PAGE EXCERPT:
Tuning of Paroxetine 3D-Printable Formulations for Fused Deposition Modelling

This work reports the preliminary development of paroxetine-containing formulations amenable to hot-melt extrusion coupled to fused deposition modelling-based 3D printing. Polymeric matrices were used alone, or added with processing enhancers (e.g., plasticizer and filler). The polymeric formulation containing paroxetine (30% w/w), hydroxypropylcellulose (54% w/w) and excipients (16% w/w of dicalcium dihydrate phosphate, magnesium stearate and triethylcitrate; 10:1:5 ratio) exhibited the most suitable behaviour to be extruded and 3D printed, proving that adjuvants are critical to ensure processing of the formulations.

SUPPLIED ENTRIES:
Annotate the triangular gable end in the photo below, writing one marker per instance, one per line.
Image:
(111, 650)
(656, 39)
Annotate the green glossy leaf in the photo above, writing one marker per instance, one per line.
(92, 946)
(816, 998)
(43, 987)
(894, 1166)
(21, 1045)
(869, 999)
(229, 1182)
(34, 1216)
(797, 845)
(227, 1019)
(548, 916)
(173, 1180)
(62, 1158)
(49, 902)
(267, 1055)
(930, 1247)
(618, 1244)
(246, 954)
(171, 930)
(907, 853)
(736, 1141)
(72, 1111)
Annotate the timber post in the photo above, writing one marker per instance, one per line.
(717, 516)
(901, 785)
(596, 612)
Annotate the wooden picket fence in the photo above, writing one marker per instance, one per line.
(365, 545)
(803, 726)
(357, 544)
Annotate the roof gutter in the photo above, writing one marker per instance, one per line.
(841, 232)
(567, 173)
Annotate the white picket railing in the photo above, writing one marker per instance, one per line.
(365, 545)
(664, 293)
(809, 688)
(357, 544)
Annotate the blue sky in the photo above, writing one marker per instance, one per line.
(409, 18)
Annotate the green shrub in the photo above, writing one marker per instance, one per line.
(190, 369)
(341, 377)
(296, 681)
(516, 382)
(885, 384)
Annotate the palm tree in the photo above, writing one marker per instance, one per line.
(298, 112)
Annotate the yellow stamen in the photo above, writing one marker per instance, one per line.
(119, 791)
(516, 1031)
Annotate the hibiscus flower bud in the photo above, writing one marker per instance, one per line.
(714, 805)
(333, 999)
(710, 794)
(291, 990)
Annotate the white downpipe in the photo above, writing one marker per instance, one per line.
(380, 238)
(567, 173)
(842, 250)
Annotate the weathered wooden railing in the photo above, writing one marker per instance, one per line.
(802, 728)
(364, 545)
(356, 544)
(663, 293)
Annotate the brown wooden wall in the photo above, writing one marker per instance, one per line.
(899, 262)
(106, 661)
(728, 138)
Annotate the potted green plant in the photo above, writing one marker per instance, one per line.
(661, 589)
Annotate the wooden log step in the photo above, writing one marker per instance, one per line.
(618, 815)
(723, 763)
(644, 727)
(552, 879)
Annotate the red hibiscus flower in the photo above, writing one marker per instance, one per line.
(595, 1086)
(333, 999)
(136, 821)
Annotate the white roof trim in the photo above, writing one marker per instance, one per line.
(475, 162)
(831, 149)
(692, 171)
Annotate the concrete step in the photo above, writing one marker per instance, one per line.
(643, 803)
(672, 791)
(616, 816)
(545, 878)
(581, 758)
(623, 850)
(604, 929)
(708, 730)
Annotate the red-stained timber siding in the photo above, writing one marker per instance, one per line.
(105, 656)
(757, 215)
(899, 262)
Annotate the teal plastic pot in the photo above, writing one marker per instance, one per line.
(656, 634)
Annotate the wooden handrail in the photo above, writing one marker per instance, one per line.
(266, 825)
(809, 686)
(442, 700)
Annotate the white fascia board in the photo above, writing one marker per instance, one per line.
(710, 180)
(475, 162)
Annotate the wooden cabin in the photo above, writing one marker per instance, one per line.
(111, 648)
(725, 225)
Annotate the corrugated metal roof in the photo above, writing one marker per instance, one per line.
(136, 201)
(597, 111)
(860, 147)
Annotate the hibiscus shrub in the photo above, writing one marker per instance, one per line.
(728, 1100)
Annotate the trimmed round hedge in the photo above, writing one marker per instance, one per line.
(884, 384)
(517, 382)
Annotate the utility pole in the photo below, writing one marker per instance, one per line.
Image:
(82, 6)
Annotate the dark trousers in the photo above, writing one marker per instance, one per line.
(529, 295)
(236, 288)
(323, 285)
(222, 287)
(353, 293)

TASKS TO CARRY OUT:
1. Decide whether each statement below agrees with the abstract on paroxetine 3D-printable formulations, answering yes or no and quoting the words of the abstract that settle it: (a) the formulation best suited to extrusion and 3D printing contained 30% w/w paroxetine; (b) the polymeric matrices were always combined with processing enhancers; (c) hydroxypropylcellulose made up 54% w/w of that formulation.
2. Continue the abstract on paroxetine 3D-printable formulations, picking up after its final sentence.

EXERCISE ANSWERS:
1.
(a) Yes: "paroxetine (30% w/w)"
(b) No: "Polymeric matrices were used alone, or added with processing enhancers"
(c) Yes: "hydroxypropylcellulose (54% w/w)"

2.
1. Introduction
Three-dimensional printing (3DP) has been the subject of an exponential interest in pharmacy by overcoming challenges of traditional manufacturing processes and allowing the production of patient-centric dosage forms [1]. Fused Deposition Modelling (FDM), the most widely used 3DP technique, requires the production of a drug-containing thermoplastic polymeric filament, obtained previously by hot-melt extrusion (HME), which is then melted and continuously deposited on a surface, layer by layer, building the 3D-printed dosage form [2].
The successful coupling of these two technologies depends on the concurrent extrudability of the raw materials and the printability of the filaments (FIL) obtained by HME, properties which are influenced by mechanical, rheological and thermal properties of materials [3]. Based on the selection of formulation and processing conditions, this work reports the preliminary development of 3D-printable formulations containing paroxetine (PRX) for HME coupled to FDM 3DP.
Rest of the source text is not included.